++++ DATA SECTION ++++

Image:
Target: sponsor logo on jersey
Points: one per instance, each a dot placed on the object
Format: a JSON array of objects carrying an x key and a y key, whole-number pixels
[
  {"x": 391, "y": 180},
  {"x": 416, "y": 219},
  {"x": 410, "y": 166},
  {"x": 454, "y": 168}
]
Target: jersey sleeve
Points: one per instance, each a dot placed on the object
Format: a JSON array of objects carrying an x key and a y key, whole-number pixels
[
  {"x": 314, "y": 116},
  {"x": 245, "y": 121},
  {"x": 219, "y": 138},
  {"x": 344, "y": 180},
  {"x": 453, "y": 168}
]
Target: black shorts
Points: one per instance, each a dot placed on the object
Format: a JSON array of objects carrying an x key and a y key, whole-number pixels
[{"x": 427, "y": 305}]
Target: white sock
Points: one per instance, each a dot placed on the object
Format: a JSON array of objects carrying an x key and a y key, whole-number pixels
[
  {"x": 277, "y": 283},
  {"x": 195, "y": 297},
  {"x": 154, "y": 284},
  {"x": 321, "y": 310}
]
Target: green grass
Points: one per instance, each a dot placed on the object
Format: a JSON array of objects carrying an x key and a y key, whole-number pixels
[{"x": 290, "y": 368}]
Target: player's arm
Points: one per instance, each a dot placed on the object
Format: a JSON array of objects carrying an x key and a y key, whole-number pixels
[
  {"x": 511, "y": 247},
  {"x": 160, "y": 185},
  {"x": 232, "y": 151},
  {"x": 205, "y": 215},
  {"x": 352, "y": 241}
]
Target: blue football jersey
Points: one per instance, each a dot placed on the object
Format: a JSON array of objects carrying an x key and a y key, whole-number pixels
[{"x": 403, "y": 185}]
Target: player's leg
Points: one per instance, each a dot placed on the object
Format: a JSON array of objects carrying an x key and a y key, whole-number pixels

++++

→ GIVEN REQUEST: Copy out the listing above in full, putting "integer pixel values" wherever "whole-number pixels" appears and changing nothing else.

→ FINISHED EXERCISE:
Image:
Target: sponsor logo on jersey
Points: one per instance, each a dot placed on the object
Format: a JSON array of objects carrying an x key and a y key, integer pixel values
[
  {"x": 391, "y": 180},
  {"x": 416, "y": 219},
  {"x": 410, "y": 166},
  {"x": 454, "y": 168}
]
Target: jersey sleeve
Points: one per instance, each a dot placed on the object
Format: a JSON array of objects carrying an x key and a y key, integer pixel values
[
  {"x": 314, "y": 116},
  {"x": 245, "y": 121},
  {"x": 219, "y": 138},
  {"x": 344, "y": 180},
  {"x": 453, "y": 168}
]
Target: black shorts
Points: one per instance, each a dot placed on the object
Format: a JSON array of objects carrying an x key and a y key, integer pixel values
[{"x": 427, "y": 305}]
Target: white sock
Points: one per instance, each a dot placed on the object
Format: a JSON array of objects carrying an x key and a y key, integer pixel values
[
  {"x": 277, "y": 283},
  {"x": 195, "y": 297},
  {"x": 154, "y": 284},
  {"x": 321, "y": 310}
]
Target: green grass
Points: one per instance, each a dot placed on the object
Format: a JSON array of objects carrying an x key and a y key, integer pixel values
[{"x": 290, "y": 368}]
Target: player's arm
Points: one per instance, each a dot placed on the object
Format: a JSON array of objects carrying an x key and a y key, integer pixel values
[
  {"x": 511, "y": 247},
  {"x": 160, "y": 185},
  {"x": 232, "y": 151},
  {"x": 205, "y": 215},
  {"x": 352, "y": 241}
]
Target: blue football jersey
Points: one per instance, each a dot placed on the object
Format: a JSON array of objects carrying an x key and a y key, integer pixel values
[{"x": 403, "y": 185}]
Target: player's leg
Points: one per instance, each a dot placed on the object
Format: a JSON array of objects carrying an x key and a y key, integer pixel values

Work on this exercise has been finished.